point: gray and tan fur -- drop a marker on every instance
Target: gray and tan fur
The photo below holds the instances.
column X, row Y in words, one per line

============================================================

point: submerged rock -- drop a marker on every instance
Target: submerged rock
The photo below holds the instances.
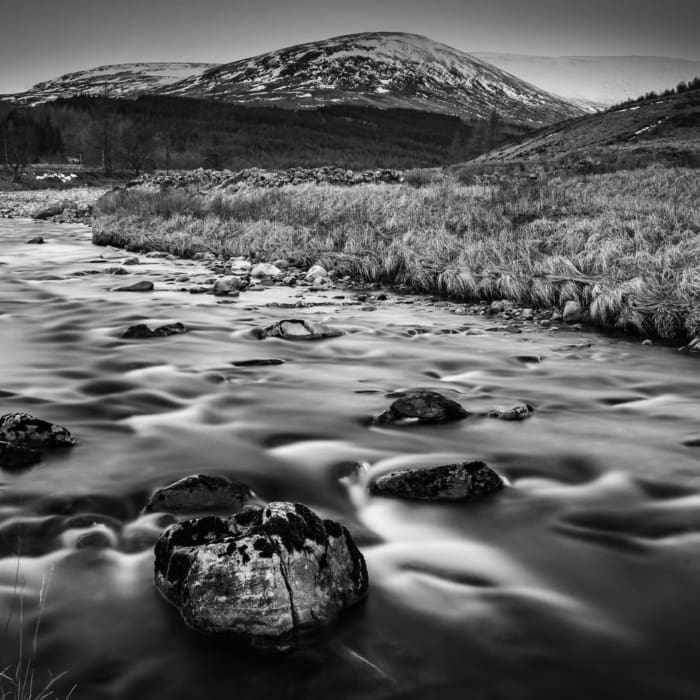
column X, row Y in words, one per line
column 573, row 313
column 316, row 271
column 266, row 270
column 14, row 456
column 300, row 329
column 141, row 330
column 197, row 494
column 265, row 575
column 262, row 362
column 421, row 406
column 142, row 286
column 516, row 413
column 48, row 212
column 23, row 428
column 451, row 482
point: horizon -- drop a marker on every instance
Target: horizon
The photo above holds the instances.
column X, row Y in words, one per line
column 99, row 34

============================================================

- [Your objective]:
Your answer should be one number: the count of lines holding "drop" in the listing.

- [Exercise result]:
3